Excerpt
######
Let \(f:X\to Y\) and \(g:Y\to Z\) be functions. Show that if \(g\circ f\) is injective, then \(f\) must be injective. Is it true that \(g\) must also be injective? Show that if \(g\circ f\) is surjective, then \(g\) must be surjective. Is is true that \(f\) must also be surjective?
-
\(\bullet\) Show that \(g\circ f\) is injective \(\Rightarrow\) \(f\) is injective.
-
\(\Vdash\) { Proof by contradiction }
- \(\bullet\) Show that there is a contradiction, when
- – A1: \(\lnot\) (\(f\) is injective)
- \(\Vdash\) \(g\circ f\) is injective
-
\(\equiv\) { Definition 3.3.14 }
- \(x\neq x'\implies (g\circ f)(x)\neq (g\circ f)(x')\)
-
\(\Rightarrow\) { By Definition 3.3.14 and A1: \(\exists x_1,x_2\in X. (x_1\neq x_2)\land (f(x_1)=f(x_2))\) }
- \((g\circ f)(x_1)\neq (g\circ f)(x_2)\)
-
\(\equiv\) { Definition 3.3.10 }
- \(g(f(x_1))\neq g(f(x_2))\)
-
\(\equiv\) { Let \(f(x_1)=f(x_2)=y\) }
- \(g(y)\neq g(y)\)
- \(\vdash\) \(\bot\)
- \(\square\)
-
\(\square\)
-
\(\bullet\) Show that \(g\circ f\) is not injective when \(g\) is not injective.
-
\(\Vdash\) \(g\) is not injective
-
\(\equiv\) { Definition 3.3.14 }
- \(\exists y_1,y_2\in Y. (y_1\neq y_2)\land(g(f(x_1))=g(f(x_2)))\)
-
\(\Rightarrow\) { \(f:X\to Y\Rightarrow \forall x\in X,\exists y\in Y. f(x)=y\) }
- \(\exists x_1,x_2\in X, \exists f(x_1),f(x_2)\in Y.(x_1\neq x_2)\land(f(x_1)\neq f(x_2))\land (g(f(x_1))=g(f(x_2)))\)
-
\(\equiv\) { Definition 3.3.10 }
- \(\exists x_1,x_2\in X.(x_1\neq x_2)\land ((g\circ f)(x_1)=(g\circ f)(x_2))\)
-
\(\equiv\) { Definition 3.3.14 }
- \(g\circ f\) is not injective
-
\(\square\)
-
\(\bullet\) Show that \(g\circ f\) is surjective \(\Rightarrow\) \(g\) is surjective.
-
\(\Vdash\) { Proof by contradiction }
- \(\bullet\) Show that there is a contradiction, when
- – A1: \(\lnot\) (\(g\) is surjective)
- \(\Vdash\) \(g\circ f\) is surjective
-
\(\equiv\) { Definition 3.3.17 }
- \(\forall z\in Z,\exists x\in X, (g\circ f)(x)=z\)
-
\(\equiv\) { Definition 3.3.10 }
- \(\forall z\in Z,\exists x\in X, g(f((x))=z\)
######
Provided data
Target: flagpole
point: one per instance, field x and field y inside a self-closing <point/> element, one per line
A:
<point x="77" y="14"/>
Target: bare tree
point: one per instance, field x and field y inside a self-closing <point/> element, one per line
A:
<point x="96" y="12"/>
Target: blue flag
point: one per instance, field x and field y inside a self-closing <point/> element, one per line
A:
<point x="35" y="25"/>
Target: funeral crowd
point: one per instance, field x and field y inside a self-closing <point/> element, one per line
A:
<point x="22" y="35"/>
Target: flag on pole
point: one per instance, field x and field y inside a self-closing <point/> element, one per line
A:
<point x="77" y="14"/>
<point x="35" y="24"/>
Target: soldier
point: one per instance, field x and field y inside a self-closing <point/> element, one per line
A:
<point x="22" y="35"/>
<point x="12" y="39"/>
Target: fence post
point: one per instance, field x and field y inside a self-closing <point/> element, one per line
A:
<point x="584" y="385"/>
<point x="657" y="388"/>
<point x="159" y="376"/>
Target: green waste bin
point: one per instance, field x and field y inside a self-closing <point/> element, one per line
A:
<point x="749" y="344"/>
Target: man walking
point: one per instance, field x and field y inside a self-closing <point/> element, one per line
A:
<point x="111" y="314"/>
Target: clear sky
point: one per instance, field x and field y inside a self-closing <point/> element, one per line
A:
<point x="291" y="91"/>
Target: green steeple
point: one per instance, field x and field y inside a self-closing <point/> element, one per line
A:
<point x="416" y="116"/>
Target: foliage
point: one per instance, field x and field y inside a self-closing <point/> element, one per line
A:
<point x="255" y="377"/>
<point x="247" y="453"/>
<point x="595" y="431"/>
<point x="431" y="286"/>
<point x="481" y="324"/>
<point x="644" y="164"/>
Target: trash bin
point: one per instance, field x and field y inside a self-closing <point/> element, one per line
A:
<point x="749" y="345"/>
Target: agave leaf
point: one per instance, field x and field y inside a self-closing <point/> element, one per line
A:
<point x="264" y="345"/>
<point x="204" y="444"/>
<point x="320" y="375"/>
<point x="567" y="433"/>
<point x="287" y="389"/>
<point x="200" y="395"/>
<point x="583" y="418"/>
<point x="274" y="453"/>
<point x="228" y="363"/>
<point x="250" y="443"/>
######
To be done
1. In the excerpt on composing functions, translate the sentence "Show that if \(g\circ f\) is surjective, then \(g\) must be surjective." into Spanish.
2. Retype the entries from the line with "Target: clear sky" up to and including the last line of the entries, changing nothing.

Solved tasks
1. Demuestra que si \(g\circ f\) es sobreyectiva, entonces \(g\) debe ser sobreyectiva.

2.
Target: clear sky
point: one per instance, field x and field y inside a self-closing <point/> element, one per line
A:
<point x="291" y="91"/>
Target: green steeple
point: one per instance, field x and field y inside a self-closing <point/> element, one per line
A:
<point x="416" y="116"/>
Target: foliage
point: one per instance, field x and field y inside a self-closing <point/> element, one per line
A:
<point x="255" y="377"/>
<point x="247" y="453"/>
<point x="595" y="431"/>
<point x="431" y="286"/>
<point x="481" y="324"/>
<point x="644" y="164"/>
Target: trash bin
point: one per instance, field x and field y inside a self-closing <point/> element, one per line
A:
<point x="749" y="345"/>
Target: agave leaf
point: one per instance, field x and field y inside a self-closing <point/> element, one per line
A:
<point x="264" y="345"/>
<point x="204" y="444"/>
<point x="320" y="375"/>
<point x="567" y="433"/>
<point x="287" y="389"/>
<point x="200" y="395"/>
<point x="583" y="418"/>
<point x="274" y="453"/>
<point x="228" y="363"/>
<point x="250" y="443"/>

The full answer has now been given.